[Work instruction]
The records are given next. Repeat each one exactly.

Available data Start Marker

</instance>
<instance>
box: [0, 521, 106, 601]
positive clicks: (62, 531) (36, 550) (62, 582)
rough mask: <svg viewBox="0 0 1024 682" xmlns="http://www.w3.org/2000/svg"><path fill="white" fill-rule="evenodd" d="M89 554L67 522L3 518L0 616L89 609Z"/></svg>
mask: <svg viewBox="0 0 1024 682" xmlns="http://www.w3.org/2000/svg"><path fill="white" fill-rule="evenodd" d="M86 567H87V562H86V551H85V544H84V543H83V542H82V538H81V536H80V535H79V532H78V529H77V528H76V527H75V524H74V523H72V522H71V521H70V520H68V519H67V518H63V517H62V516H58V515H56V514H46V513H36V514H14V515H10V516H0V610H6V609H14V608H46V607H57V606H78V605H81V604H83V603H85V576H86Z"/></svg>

Available data End Marker

[Result of the task]
</instance>
<instance>
box: [0, 521, 106, 601]
positive clicks: (62, 531) (36, 550) (62, 582)
rough mask: <svg viewBox="0 0 1024 682" xmlns="http://www.w3.org/2000/svg"><path fill="white" fill-rule="evenodd" d="M89 554L67 522L3 518L0 616L89 609Z"/></svg>
mask: <svg viewBox="0 0 1024 682" xmlns="http://www.w3.org/2000/svg"><path fill="white" fill-rule="evenodd" d="M86 567H87V562H86V551H85V544H84V543H83V542H82V538H81V536H80V535H79V532H78V529H77V528H76V527H75V524H74V523H72V522H71V521H70V520H68V519H67V518H63V517H62V516H58V515H56V514H46V513H36V514H14V515H10V516H0V610H6V609H14V608H46V607H57V606H78V605H81V604H83V603H85V576H86Z"/></svg>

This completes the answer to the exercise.